• Written task
Please rewrite every one of the records below with "outline" changed to "contour" and everything else left as is. Leave out the pictures.

• Supplied material
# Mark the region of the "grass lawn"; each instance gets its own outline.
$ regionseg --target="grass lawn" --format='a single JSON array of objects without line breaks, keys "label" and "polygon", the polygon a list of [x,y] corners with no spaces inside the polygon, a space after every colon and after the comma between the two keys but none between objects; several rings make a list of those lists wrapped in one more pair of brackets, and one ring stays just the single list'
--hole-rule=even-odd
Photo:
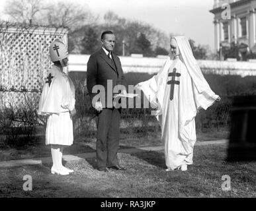
[{"label": "grass lawn", "polygon": [[[121,130],[120,148],[136,148],[142,146],[163,146],[161,141],[161,133],[148,132],[144,134],[142,132]],[[198,141],[206,141],[228,138],[229,132],[227,129],[218,131],[196,131]],[[93,135],[93,137],[95,136]],[[37,158],[50,157],[50,146],[45,145],[45,136],[38,136],[34,141],[27,142],[17,140],[15,146],[0,146],[0,162],[11,160],[27,158]],[[24,139],[24,138],[23,138]],[[72,146],[65,148],[64,154],[75,154],[95,152],[96,148],[96,138],[85,136],[76,137]]]},{"label": "grass lawn", "polygon": [[[198,146],[188,171],[165,171],[163,152],[119,154],[124,171],[97,171],[95,158],[65,164],[73,175],[50,173],[50,166],[0,169],[0,197],[256,197],[256,162],[225,162],[226,146]],[[22,190],[22,177],[32,177],[33,189]],[[231,178],[222,190],[222,176]]]}]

• Result of the exercise
# Mark the region of the "grass lawn"; each instance gets its own contour.
$ regionseg --target="grass lawn" --format='a single JSON array of objects without line breaks, keys "label" and "polygon", the polygon a list of [x,y] corners with no spaces inside the polygon, a space after every colon and after the comma between the two keys but none between objects; several rings make a list of those lists wrapped in one more pair of brackets, and one ring stays just the single list'
--hole-rule=even-odd
Photo:
[{"label": "grass lawn", "polygon": [[[121,130],[120,148],[136,148],[142,146],[163,146],[161,141],[161,133],[148,132],[144,134],[142,132]],[[198,141],[206,141],[228,138],[229,132],[227,129],[218,131],[196,131]],[[93,135],[93,137],[95,136]],[[37,158],[50,157],[50,146],[45,145],[45,136],[38,136],[34,141],[27,142],[17,140],[15,146],[0,146],[0,162],[11,160],[27,158]],[[24,139],[24,138],[23,138]],[[72,146],[65,148],[64,154],[75,154],[95,152],[96,148],[96,138],[85,136],[76,137]]]},{"label": "grass lawn", "polygon": [[[198,146],[188,171],[165,171],[163,152],[119,154],[124,171],[97,171],[95,158],[65,164],[73,175],[50,173],[50,166],[0,169],[0,197],[256,197],[256,162],[225,162],[226,146]],[[22,190],[22,177],[32,177],[33,189]],[[231,178],[222,190],[222,176]]]}]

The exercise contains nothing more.